■ Lesetext
↓↓↓

Wir verlassen nun jenen Teil der Prophezeiung, der sich im Besonderen mit den heidnischen Mächten befasst; in Kapitel 8 wechselt dabei die ursprüngliche Sprache vom Chaldäischen zum Hebräischen. Das Gesicht, von dem dieses Kapitel berichtet, wird auf etwa zwei Jahre nach dem Gesicht datiert, das wir soeben betrachtet haben. Obgleich die heidnischen Mächte noch im Blickfeld sind, scheint ihr Handeln hinsichtlich Jerusalems mit seinem Heiligtum und seinem Opferdienst der Hauptpunkt zu sein. Daniel war nicht mehr in Babel, als er dieses Gesicht erschaute, sondern hielt sich in Susan auf, in einer Burg des Medo-Persischen Reiches, das das Babylonische Reich zu Fall brachte, und es muss kurz vor diesem Fall gewesen sein.
Bevor somit das Medo-Persische Reich siegreich triumphierte, zeichnete sich im Geist Daniels bereits dessen Untergang ab, da der Widder mit zwei Hörnern deutlich jene Macht abbildete. Das persische Horn gewann die Oberhand, indem es zuletzt hochstieg. Eine Zeitlang war der Widder unwiderstehlich, er handelte nach seinem Gutdünken und stieß in alle Richtungen.
Der Ziegenbock in Daniel 8,5 stellt die griechische Macht vor, und das „ansehnliche Horn“ bedeutet eine Weissagung auf Alexander den Großen, der mit großer Schnelligkeit seine Feldzüge führte und die persische Macht niederrang. Vers 8 sagt dann das plötzliche Ende Alexanders voraus und die Aufteilung des gerade erst erworbenen Herrschaftsgebietes in vier schwächere Teile.
So weit haben wir hier einen ausführlichen Bericht über das, was Vers 6 des vorhergehenden Kapitels in sehr knapper Form vermittelte. In Daniel 8,9 kommen wir zu neuen Weissagungen, die Ereignisse behandeln, die mehr aus dem Zerfall des griechischen Reiches hervorgehen, als dass sie mit den letzten Tagen zu tun haben, bis wir zur Deutung des Gesichts in den Versen Daniel 8,19-26 kommen. Wie es häufig der Fall ist, geht die Deutung über Einzelheiten, die wir in dem beschriebenen Gesicht finden, hinaus.

↑↑↑

(Einträge aus einer Datenquelle)
↓↓↓

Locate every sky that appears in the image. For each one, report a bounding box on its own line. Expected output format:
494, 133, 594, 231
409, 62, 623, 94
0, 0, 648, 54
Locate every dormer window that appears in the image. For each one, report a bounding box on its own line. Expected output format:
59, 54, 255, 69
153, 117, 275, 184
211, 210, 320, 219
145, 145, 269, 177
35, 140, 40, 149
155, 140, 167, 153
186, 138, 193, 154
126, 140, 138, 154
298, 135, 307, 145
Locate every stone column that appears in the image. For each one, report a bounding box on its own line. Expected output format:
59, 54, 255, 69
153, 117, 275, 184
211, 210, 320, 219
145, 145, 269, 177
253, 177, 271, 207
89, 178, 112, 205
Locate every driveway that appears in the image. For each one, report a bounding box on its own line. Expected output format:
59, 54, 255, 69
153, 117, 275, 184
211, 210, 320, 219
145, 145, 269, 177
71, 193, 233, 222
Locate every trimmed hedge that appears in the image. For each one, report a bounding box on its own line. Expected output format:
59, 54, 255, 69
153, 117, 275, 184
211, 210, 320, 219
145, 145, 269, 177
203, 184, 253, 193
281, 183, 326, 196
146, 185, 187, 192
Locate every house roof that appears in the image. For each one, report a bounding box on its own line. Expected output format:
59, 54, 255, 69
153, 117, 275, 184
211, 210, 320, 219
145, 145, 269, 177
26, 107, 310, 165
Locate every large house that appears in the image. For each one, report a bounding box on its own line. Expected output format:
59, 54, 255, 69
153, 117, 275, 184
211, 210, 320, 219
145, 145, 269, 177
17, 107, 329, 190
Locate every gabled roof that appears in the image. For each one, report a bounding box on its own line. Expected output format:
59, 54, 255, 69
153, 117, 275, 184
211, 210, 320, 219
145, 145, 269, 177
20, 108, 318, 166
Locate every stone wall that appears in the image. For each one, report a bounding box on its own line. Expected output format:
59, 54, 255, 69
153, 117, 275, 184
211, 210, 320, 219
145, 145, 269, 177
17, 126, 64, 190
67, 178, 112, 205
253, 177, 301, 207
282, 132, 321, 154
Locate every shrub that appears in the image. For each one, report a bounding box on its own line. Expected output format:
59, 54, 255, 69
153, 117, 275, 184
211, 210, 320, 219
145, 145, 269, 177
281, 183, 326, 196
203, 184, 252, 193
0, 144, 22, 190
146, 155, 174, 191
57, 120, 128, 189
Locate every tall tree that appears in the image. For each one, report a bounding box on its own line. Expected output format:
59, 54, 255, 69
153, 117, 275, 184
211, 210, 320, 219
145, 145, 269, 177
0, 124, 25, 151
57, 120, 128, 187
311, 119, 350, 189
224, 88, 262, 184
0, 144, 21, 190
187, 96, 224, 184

↑↑↑

■ Aufgabenstellung A
Übertragen Sie aus dem Lesetext zu Daniel 8 den Satz „Das persische Horn gewann die Oberhand, indem es zuletzt hochstieg.“ ins Englische.
■ Aufgabenstellung B
Schreiben Sie den Lesetext zu Daniel 8 im Anschluss an seinen letzten Satz fort.

■ Lösung A
The Persian horn gained the upper hand by rising up last.

■ Lösung B
Die prophetischen Aussagen über „das kleine Horn“ und sein Verhalten unterscheiden sich von jenem „kleinen Horn“ in Kapitel 7. Jenes entsprang dem vierten Weltreich in seinen letzten Tagen; dieses kommt aus einem der vier Teilreiche des dritten Weltreiches hervor. Es stellt eine außergewöhnliche Persönlichkeit vor, die sich selbst verherrlichen und nach Süden und Osten und gegen das „Land der Zierde“ großtun wird, wobei es sich zweifellos um Palästina handelt. Die „Sterne“, die er niederwerfen würde, verstehen wir als leuchtende Diener Gottes. Er würde das tägliche Opfer wegnehmen, das Heiligtum niedertreten und Schande auf den „Fürsten des Heeres“ bringen. All das erfüllte sich in der Laufbahn dieses bösen Mannes, bekannt in der Geschichte als Antiochus Epiphanes. Er verunreinigte den Tempel und versuchte, den Juden die Verehrung heidnischer Gottheiten aufzuzwingen, was unter den Makkabäern zu einem Aufstand und einer Zeit arger Bedrängnis führte, bis zuletzt, nach den 2300 Abenden und Morgen, das Heiligtum gereinigt wurde. Wir glauben, dass viele der Einzelheiten, die in Hebräer 11,35-38 erwähnt werden, sich auf die Gläubigen jener Tage beziehen.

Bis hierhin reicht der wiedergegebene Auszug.